■ Aim a ■
Answer these questions about the passage on anger in America:
(i) What caption appears on the "Happy Bunny" air fresheners?
(ii) In which decade, according to Wood, was the "New Anger" born?
(iii) Who are named as the New Anger's avatars?

-- Begin Passage --

A Bee in the Mouth: Anger in America Now by Peter Wood

One of the captions on the “Happy Bunny” air fresheners sold by C&D Visionary Inc. reads: “Your anger makes me happy.” The cute little rabbit also adorns a “Give Me Your Lunch Money” lunch box and “I Hate You So Bad” footwear.

C&D is capitalizing on America’s “angri-culture,” according to Peter Wood, provost and professor of anthropology at King’s College in New York City. The “New Anger,” Wood suggests, was born in the 1960s, with the dissolution “of the ideal of an adult as measured, self-controlled, wary of expressing too much, too soon, and respectful of authority.”

Madalyn Murray O’Hair, Allen Ginsberg and Timothy Leary were the New Anger’s avatars. Apostles of an unbounded, uninhibited, secular self, they taught that unbridled rage was a legitimate — and potentially powerful — response to the repressive features of American life.

Now “part of the establishment,” the New Anger manifests itself in “attitude” even more than behavior. Sometimes — when a worker “goes postal,” a driver releases “road rage,” or John McEnroe “disses” an umpire — the New Anger is directed at real people. But since angri-culture originates in narcissistic self-absorption, claims of personal authenticity, and the illusion of freedom, it often manifests itself in “an imaginary war perpetually fought against a faceless enemy who is everywhere because he is nowhere.”

-- End Passage --
-- Begin Input records --

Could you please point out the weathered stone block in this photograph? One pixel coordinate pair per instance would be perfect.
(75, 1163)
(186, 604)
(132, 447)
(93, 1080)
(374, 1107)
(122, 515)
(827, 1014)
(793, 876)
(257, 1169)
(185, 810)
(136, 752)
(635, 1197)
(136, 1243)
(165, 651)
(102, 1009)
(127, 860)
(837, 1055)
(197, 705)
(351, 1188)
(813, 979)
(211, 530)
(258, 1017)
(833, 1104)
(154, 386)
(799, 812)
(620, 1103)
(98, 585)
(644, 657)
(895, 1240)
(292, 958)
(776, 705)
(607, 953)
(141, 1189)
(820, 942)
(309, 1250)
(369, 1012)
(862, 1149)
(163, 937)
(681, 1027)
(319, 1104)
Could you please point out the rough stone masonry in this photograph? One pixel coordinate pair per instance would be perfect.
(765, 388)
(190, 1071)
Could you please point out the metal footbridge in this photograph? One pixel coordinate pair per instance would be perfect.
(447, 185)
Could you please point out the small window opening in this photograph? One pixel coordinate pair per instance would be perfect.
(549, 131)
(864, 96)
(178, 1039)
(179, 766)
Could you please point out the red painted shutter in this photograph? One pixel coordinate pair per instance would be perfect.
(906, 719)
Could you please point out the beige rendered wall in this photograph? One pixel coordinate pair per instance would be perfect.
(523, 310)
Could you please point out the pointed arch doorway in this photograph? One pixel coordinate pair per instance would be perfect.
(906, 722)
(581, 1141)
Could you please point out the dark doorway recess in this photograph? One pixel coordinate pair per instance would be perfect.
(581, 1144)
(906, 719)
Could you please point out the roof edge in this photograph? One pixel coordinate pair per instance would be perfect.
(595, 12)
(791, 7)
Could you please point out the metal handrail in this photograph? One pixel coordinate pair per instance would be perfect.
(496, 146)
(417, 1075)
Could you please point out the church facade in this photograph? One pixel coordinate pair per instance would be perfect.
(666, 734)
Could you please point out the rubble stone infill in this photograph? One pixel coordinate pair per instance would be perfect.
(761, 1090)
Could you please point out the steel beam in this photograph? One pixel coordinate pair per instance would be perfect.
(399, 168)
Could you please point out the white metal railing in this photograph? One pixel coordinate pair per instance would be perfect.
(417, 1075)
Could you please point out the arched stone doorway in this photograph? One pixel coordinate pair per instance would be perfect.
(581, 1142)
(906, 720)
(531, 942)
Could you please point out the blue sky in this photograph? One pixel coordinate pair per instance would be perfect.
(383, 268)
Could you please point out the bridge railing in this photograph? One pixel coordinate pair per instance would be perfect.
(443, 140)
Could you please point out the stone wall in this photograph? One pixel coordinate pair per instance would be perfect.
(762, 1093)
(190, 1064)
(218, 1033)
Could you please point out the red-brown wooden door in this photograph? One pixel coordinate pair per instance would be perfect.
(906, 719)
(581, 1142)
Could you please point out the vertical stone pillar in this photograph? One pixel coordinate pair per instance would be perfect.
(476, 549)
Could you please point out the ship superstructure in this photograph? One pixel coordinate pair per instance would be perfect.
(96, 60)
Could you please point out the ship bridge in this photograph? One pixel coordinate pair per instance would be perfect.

-- End Input records --

■ Aim b ■
Scale the records from their first line through the line that contains "(351, 1188)", both included. Write each of those lines again, keeping the request as it is, but multiply every point coordinate in the answers by 0.55 and round it to a whole number, with halves rounding up.

■ Worked answer a ■
(i) "Your anger makes me happy."
(ii) The 1960s.
(iii) Madalyn Murray O'Hair, Allen Ginsberg and Timothy Leary.

■ Worked answer b ■
Could you please point out the weathered stone block in this photograph? One pixel coordinate pair per instance would be perfect.
(41, 640)
(102, 332)
(73, 246)
(51, 594)
(206, 609)
(67, 283)
(455, 558)
(436, 482)
(141, 643)
(102, 446)
(75, 414)
(349, 658)
(75, 684)
(91, 358)
(56, 555)
(70, 473)
(460, 580)
(108, 388)
(193, 653)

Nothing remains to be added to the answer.